━━ Texte source ━━
I –    Le cadre juridique

A –    Le droit international

5.        Trois conventions internationales sont pertinentes aux fins de la résolution du litige au principal. La première, qui est aussi la principale, est la convention de Berne pour la protection des œuvres littéraires et artistiques, du 9 septembre 1886, telle que révisée en dernier lieu par l’acte de Paris du 24 juillet 1971, dans sa version résultant de la modification du 28 juillet 1979 (ci-après la «convention de Berne») (10) (11).

6.        Les deux autres sont, d’une part, l’accord sur les aspects des droits de propriété intellectuelle qui touchent au commerce, figurant à l’annexe 1 C de l’accord instituant l’Organisation mondiale du commerce (OMC), signé à Marrakech et approuvé par la décision 94/800/CE du Conseil, du 22 décembre 1994, relative à la conclusion au nom de la Communauté européenne, pour ce qui concerne les matières relevant de ses compétences, des accords des négociations multilatérales du cycle de l’Uruguay (1986-1994) (12), et, d’autre part, le traité de l’Organisation mondiale de la propriété intellectuelle sur le droit d’auteur, adopté à Genève le 20 décembre 1996, qui a été approuvé par la décision 2000/278/CE du Conseil, du 16 mars 2000, relative à l’approbation, au nom de la Communauté européenne, du traité de l’OMPI sur le droit d’auteur et du traité de l’OMPI sur les interprétations et exécutions et sur les phonogrammes (13), dont les dispositions renvoient à la convention de Berne (14).

B –    Le droit de l’Union

7.        Les questions préjudicielles portent sur l’interprétation, d’une part, des dispositions de l’article 5, paragraphe 2, sous b), de la directive 2001/29 et de l’article 5, paragraphe 5, de celle-ci (15) et, d’autre part, de la directive 2004/48/CE du Parlement européen et du Conseil, du 29 avril 2004, relative au respect des droits de propriété intellectuelle (16), et en particulier de son article 14. Le texte des dispositions pertinentes sera cité, en tant que de besoin, dans le cours des développements.
━━━
━━ Données fournies ━━
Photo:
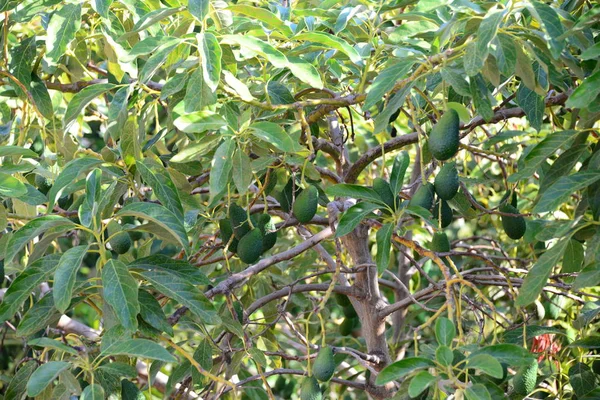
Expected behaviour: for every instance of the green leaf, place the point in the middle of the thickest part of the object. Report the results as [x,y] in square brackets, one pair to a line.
[263,15]
[564,187]
[384,243]
[385,81]
[419,383]
[139,348]
[11,186]
[93,392]
[120,292]
[81,100]
[486,364]
[533,105]
[402,368]
[30,231]
[61,30]
[444,331]
[161,216]
[538,275]
[353,216]
[221,167]
[210,52]
[274,134]
[540,153]
[330,41]
[44,376]
[65,274]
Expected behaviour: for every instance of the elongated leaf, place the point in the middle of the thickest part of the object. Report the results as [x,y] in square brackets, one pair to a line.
[120,291]
[353,216]
[81,100]
[31,230]
[65,274]
[330,41]
[564,187]
[44,376]
[140,348]
[402,368]
[62,28]
[161,216]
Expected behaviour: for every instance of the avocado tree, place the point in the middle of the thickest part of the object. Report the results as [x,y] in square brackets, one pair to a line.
[299,199]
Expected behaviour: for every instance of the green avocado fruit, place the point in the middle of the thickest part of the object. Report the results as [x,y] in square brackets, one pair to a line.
[382,187]
[513,226]
[446,181]
[310,390]
[305,206]
[324,365]
[249,248]
[525,379]
[444,137]
[423,197]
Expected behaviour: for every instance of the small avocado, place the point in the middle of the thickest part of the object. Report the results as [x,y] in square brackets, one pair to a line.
[382,187]
[446,181]
[310,390]
[525,379]
[447,214]
[423,197]
[324,365]
[249,248]
[440,243]
[305,206]
[120,242]
[513,226]
[444,138]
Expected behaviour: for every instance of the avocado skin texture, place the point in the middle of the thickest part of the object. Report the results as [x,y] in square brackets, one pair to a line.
[446,181]
[444,136]
[310,390]
[382,187]
[324,365]
[120,242]
[440,243]
[305,206]
[423,197]
[447,213]
[525,379]
[513,226]
[250,246]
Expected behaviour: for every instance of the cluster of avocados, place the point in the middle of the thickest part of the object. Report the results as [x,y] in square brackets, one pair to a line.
[248,236]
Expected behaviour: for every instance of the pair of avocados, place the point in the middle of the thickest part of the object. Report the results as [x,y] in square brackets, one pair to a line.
[248,237]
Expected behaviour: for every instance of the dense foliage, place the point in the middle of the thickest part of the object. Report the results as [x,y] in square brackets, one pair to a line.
[299,199]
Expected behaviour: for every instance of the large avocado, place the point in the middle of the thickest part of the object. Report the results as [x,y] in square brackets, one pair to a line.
[446,181]
[423,197]
[249,248]
[305,206]
[513,226]
[444,136]
[324,365]
[310,389]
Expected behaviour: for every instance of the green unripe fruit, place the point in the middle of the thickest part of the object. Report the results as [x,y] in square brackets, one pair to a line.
[249,248]
[513,226]
[444,137]
[447,214]
[525,379]
[446,181]
[120,243]
[305,206]
[310,390]
[440,243]
[324,365]
[43,184]
[382,187]
[423,197]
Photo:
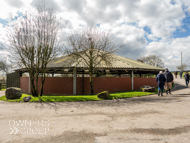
━━━
#### Actions à mener
(A) Veuillez recopier à l'identique le passage du texte source allant de « 7.        Les questions préjudicielles » jusqu'à « cours des développements. ».
(B) D'après le texte source, pour quelle raison les trois conventions internationales y sont-elles présentées ? Répondez en une à trois phrases.

#### Réponses
(A)
7.        Les questions préjudicielles portent sur l’interprétation, d’une part, des dispositions de l’article 5, paragraphe 2, sous b), de la directive 2001/29 et de l’article 5, paragraphe 5, de celle-ci (15) et, d’autre part, de la directive 2004/48/CE du Parlement européen et du Conseil, du 29 avril 2004, relative au respect des droits de propriété intellectuelle (16), et en particulier de son article 14. Le texte des dispositions pertinentes sera cité, en tant que de besoin, dans le cours des développements.

(B) Elles sont présentées parce qu'elles sont pertinentes aux fins de la résolution du litige au principal. Il s'agit de la convention de Berne, qui est la principale, de l'accord sur les aspects des droits de propriété intellectuelle qui touchent au commerce et du traité de l'OMPI sur le droit d'auteur.